SHORT PROBLEM:
From the entries below, keep only the lines that contain the word "bare" and copy each of them out. Capital and lowercase letters count as different.

Object position labeling entries:

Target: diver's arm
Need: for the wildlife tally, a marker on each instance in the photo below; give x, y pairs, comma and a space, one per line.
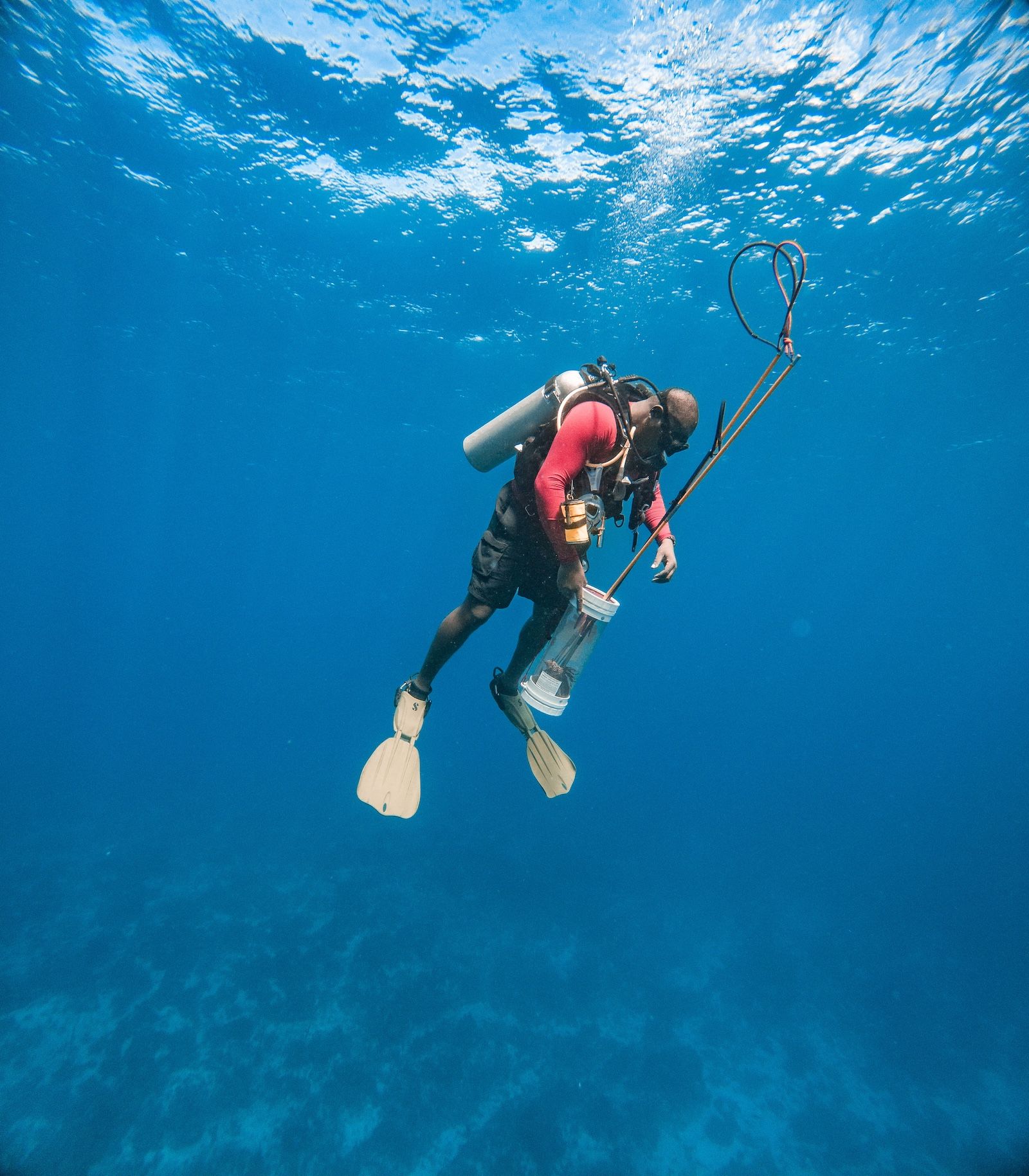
665, 556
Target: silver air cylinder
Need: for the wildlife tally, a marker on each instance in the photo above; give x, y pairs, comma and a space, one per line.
487, 447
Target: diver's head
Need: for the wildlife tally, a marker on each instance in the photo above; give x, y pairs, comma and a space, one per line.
667, 424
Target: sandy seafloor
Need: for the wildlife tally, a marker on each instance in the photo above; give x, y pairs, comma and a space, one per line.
266, 1015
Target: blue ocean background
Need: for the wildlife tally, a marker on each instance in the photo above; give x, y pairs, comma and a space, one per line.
264, 266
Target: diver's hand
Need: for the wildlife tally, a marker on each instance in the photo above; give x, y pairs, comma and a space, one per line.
572, 580
666, 556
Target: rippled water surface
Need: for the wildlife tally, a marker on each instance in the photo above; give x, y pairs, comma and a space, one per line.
264, 266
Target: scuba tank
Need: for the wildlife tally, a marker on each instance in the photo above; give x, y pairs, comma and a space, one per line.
499, 439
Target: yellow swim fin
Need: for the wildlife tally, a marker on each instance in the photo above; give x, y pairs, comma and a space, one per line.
549, 764
392, 779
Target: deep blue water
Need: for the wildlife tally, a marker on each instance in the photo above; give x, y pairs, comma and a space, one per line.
264, 266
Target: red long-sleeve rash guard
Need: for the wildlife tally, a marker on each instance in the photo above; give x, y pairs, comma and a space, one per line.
588, 433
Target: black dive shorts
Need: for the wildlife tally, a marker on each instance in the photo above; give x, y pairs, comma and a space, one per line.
514, 556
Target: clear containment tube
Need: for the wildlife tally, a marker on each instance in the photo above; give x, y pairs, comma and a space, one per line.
547, 685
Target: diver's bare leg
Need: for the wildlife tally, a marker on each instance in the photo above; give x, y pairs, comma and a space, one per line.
454, 631
535, 633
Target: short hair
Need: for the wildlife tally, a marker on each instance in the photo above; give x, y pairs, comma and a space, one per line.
682, 407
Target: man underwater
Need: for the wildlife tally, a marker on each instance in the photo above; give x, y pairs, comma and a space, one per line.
610, 441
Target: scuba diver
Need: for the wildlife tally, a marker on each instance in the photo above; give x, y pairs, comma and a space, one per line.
607, 442
586, 442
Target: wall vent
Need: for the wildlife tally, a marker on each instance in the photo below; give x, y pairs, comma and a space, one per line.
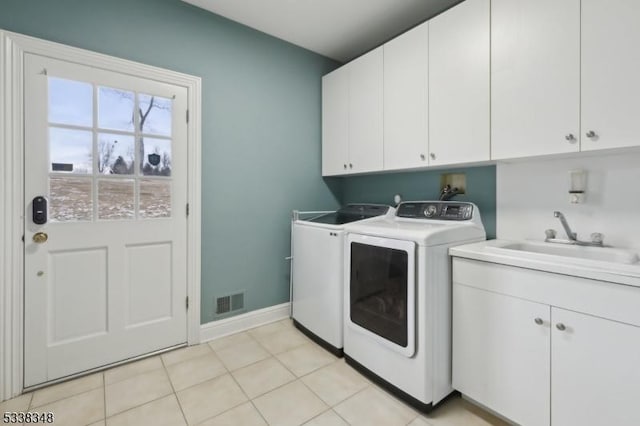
226, 304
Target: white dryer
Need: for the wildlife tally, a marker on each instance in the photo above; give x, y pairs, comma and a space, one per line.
317, 263
398, 296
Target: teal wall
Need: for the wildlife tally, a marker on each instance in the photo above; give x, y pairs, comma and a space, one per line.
481, 189
261, 148
261, 101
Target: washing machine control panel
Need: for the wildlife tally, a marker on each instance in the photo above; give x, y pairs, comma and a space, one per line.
435, 210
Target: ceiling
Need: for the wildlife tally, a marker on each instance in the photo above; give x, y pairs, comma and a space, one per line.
338, 29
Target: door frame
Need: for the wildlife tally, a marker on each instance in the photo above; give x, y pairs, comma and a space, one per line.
13, 47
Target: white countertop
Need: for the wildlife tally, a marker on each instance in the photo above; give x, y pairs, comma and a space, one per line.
492, 251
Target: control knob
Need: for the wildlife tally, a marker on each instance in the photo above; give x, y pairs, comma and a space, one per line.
430, 211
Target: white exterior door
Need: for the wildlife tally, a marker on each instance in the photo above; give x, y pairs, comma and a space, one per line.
610, 66
105, 276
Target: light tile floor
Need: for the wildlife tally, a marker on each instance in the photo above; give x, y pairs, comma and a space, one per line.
270, 375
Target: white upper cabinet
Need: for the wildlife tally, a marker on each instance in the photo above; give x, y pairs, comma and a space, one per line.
352, 117
535, 77
406, 99
335, 122
366, 112
610, 73
459, 107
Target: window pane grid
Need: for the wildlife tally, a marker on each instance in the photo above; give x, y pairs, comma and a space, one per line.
135, 185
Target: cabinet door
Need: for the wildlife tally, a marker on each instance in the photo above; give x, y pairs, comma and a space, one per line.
365, 112
335, 122
535, 77
501, 355
595, 371
459, 84
406, 99
610, 70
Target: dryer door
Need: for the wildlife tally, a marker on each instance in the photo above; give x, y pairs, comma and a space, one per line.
380, 290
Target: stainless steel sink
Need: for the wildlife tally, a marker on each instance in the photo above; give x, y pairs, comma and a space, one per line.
598, 257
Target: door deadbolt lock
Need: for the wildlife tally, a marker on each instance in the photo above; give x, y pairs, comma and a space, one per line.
40, 237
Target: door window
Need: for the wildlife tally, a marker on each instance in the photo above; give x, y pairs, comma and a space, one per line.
379, 291
110, 153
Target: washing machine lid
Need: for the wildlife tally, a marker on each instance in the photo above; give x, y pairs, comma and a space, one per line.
428, 223
350, 213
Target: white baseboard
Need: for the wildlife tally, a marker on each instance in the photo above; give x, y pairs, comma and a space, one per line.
215, 329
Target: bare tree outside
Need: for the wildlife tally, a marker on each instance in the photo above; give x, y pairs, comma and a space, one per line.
121, 116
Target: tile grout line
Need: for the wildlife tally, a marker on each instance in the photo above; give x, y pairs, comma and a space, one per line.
104, 397
175, 394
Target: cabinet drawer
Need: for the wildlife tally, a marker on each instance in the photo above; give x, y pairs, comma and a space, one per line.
604, 299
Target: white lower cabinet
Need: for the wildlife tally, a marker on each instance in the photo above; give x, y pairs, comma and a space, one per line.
518, 353
501, 355
595, 371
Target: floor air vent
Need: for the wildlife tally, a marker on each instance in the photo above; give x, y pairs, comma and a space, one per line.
226, 304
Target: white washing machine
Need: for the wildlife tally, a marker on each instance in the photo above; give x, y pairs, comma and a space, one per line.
317, 242
397, 296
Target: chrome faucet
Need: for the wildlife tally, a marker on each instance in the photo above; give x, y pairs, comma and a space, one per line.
570, 234
596, 237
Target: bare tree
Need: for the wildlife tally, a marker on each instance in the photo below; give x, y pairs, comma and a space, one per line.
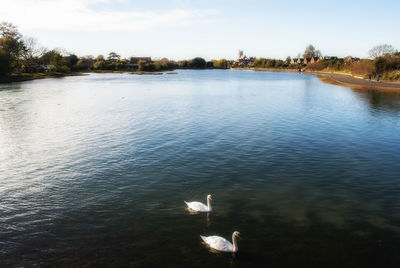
381, 50
311, 52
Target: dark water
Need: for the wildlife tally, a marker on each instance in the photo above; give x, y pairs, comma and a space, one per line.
94, 171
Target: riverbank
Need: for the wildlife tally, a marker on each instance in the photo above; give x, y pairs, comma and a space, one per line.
340, 79
33, 76
355, 82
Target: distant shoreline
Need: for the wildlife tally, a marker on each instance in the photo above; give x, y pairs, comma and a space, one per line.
339, 79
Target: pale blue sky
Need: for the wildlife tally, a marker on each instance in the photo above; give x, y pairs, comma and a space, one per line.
179, 29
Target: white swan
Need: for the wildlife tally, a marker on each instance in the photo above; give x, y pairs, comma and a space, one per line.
221, 244
200, 207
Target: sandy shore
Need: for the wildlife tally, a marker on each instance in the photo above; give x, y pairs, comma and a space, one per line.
344, 80
359, 83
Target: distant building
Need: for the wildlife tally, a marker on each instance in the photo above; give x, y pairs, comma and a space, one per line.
243, 60
240, 54
330, 58
313, 59
135, 60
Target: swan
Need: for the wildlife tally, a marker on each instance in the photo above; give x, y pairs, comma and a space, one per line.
200, 207
221, 244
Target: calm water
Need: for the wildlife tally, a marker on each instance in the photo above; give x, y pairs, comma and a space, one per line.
94, 170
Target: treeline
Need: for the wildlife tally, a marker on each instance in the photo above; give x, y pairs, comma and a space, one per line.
21, 56
387, 66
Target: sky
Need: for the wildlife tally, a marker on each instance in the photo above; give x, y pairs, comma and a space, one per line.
212, 29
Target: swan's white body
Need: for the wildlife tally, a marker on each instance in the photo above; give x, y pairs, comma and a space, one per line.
200, 207
221, 244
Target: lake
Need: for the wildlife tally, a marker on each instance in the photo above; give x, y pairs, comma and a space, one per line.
94, 171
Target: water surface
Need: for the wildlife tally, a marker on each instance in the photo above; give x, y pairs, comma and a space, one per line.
94, 170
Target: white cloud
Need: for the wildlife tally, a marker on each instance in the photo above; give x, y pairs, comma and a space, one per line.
80, 15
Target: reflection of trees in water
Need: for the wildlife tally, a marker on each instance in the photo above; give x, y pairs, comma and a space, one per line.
380, 101
10, 87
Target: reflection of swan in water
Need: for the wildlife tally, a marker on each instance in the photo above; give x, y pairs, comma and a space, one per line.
221, 244
200, 207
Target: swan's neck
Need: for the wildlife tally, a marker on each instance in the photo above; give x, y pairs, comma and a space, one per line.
235, 248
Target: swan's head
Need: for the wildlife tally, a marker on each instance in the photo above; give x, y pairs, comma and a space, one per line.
237, 234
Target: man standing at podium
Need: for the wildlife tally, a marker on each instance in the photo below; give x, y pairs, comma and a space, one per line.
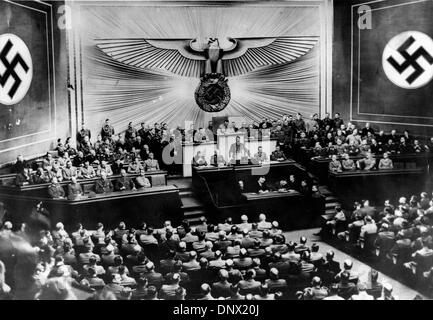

TASK RESULT:
Target: diver's bare leg
Target: bare tree outside
Target: bare tree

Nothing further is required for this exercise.